[EXCERPT — start]

Andy Burnham’s speech this morning to the Labour Party conference was a belligerent little number. It could really have done without the extravagantly unfunny joke about Nick Clegg’s tie colour, riffing on ‘Tie A Yellow Ribbon Round The Old Oak Tree’.
He is pushing hard on the National Care Service concept, to be funded by a ‘care levy’ on wealth and property left after death. Expect interesting arguments to develop on this about inter-generational fairness - and property prices, the rise in which will drag many, many more families into this bracket (who are already being hit with a 40% inheritance tax demand, at what is not a great time for anybody).
Selling a new tax in the economic climate of 2014-15 may be quite an ask. We shall see.
Hugging the media a tad less closely
He echoed the lines in Mili-E’s speech yesterday, warning about media obsession: ”Thank God Nye Bevan wasn't the kind of man who worried about what the Daily Mail might say. If he was, we might never have had an NHS.
So, going forward, let’s worry a bit less about what the media might say and do what we know to be right”.
It is impossible to predict the media’s temperature in a few years’ time. The cuts have not even been announced yet, let alone introduced. There are probably further tax rises to come, and VAT has not yet risen to 20%.
The automatic anti-Labour hostility in most of the media of the 1980s may never return with the same vigour. Indeed, the lack of media support this spring still did not prevent a fairly badly-performing Labour government coming second and not being wiped out. The era of ‘It's The Sun Wot Won It’ may be fading.
But obituaries would be premature: the media remain important – remember the televised debates and Clegg’s boost.
Nevertheless, Labour are right to see that living in fear of the shadow of Paul Dacre led them to much idiotic policymaking and the appearance of activity in office. Striking the right balance and tone with the media will be a key challenge, if they want to win the next election.
Fight for your right to be the NHS party
Quoting Aneurin Bevan’s dictum about the NHS being ”a real piece of socialism”, Burnham went on to point out (rightly) that the White Paper’s plans for a huge top-down redisorganisation of the NHS were in neither the Conservative manifesto, nor in the Coalition Agreement.
He called for “stability” and ”to put these dangerous plans on hold”, citing the Commonwealth Fund’s appraisal of the NHS as among the best health systems in the world (and as all HPI readers well know, that’s all about what comparators you choose).
Burnham pushed aggressively at an envelope, referring to the 2-week cancer waiting targets and implicitly conflating it with other abolished targets. This is less-than-honest stuff. He knows that Health Minister Simon Burns clarified that the cancer target is being kept.
Naughty-naughty, Mr B! Surely that’s “the old politics”?
Loving managers
NHS managers got a much-needed dose of love, too - ”Tens of thousands of decent, hard-working PCT staff have been told they are simply expendable.
It's no way to treat loyal people who helped put the NHS back on its feet.
I tell them today that I value your contribution and the country should too”.
At some point, he’s going to be asked whether he would recreate the old NHS bureaucracy, of course.
He could have made much more of GPs’ emerging unwillingness to offer wholehearted support for their new leadership in commissioning, using only the slightly unfocused, “If the Royal College of GPs and the BMA can't support your plans, something is seriously wrong”. There was much more to be made of this quarter-hearted support from the very people whose involvement is central to the White Paper’s success.
The speech was spirited, and hit some of its goals (as Burnham himself did, in the eve-of-conference ‘media vs. MPs’ football match). He has announced his candidacy for the shadow cabinet elections.
Is Burnham the striker Labour needs?

[EXCERPT — finish]
[DATA SHOWN — start]

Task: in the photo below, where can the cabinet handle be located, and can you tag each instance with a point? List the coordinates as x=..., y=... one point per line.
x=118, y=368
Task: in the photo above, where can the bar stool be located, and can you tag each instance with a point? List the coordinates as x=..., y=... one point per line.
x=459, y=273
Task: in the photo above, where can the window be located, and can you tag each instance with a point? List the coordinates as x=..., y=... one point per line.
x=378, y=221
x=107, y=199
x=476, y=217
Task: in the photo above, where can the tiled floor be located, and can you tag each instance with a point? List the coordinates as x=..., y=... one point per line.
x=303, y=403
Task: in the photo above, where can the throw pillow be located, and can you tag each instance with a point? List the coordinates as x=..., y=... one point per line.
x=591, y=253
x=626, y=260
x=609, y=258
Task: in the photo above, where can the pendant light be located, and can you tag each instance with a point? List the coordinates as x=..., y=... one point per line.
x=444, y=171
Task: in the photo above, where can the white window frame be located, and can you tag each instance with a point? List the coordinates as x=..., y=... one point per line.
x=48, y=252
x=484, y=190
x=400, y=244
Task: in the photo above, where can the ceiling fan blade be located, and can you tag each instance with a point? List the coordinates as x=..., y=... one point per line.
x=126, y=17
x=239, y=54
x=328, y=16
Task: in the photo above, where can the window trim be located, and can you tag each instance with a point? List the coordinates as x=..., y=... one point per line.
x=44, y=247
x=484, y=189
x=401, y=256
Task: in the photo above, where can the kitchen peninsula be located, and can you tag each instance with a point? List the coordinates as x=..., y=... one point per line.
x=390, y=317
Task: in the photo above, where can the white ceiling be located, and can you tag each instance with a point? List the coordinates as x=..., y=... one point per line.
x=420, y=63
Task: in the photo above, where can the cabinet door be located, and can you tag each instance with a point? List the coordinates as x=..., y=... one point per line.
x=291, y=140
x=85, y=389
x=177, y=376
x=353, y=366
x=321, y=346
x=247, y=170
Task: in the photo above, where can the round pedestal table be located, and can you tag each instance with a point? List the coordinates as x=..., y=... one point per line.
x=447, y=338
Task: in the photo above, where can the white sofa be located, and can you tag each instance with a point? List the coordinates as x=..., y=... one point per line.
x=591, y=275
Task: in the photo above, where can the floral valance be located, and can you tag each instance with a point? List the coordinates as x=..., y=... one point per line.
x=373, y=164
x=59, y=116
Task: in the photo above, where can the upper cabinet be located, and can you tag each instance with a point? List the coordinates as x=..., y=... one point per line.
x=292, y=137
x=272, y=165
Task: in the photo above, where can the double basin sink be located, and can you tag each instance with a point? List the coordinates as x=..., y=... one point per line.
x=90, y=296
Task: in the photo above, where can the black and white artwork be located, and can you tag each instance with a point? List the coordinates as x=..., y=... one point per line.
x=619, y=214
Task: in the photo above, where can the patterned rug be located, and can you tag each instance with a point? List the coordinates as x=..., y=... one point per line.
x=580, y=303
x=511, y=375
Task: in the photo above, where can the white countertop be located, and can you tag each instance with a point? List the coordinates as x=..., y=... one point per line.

[DATA SHOWN — finish]

### [INSTRUCTIONS]
(1) Answer these questions about the article on Andy Burnham's speech:
(a) How would the National Care Service be funded?
(b) Which Health Minister clarified that the cancer target is being kept?
(c) Which two bodies does Burnham name as unable to support the plans?
(2) Reproduce the article on Andy Burnham's speech from "Naughty-naughty, Mr B!" up to and including "on its feet.".
The records come from a different source than the article.

### [RESPONSES BY TASK]
(1)
(a) By a "care levy" on wealth and property left after death.
(b) Simon Burns.
(c) The Royal College of GPs and the BMA.

(2)
Naughty-naughty, Mr B! Surely that’s “the old politics”?
Loving managers
NHS managers got a much-needed dose of love, too - ”Tens of thousands of decent, hard-working PCT staff have been told they are simply expendable.
It's no way to treat loyal people who helped put the NHS back on its feet.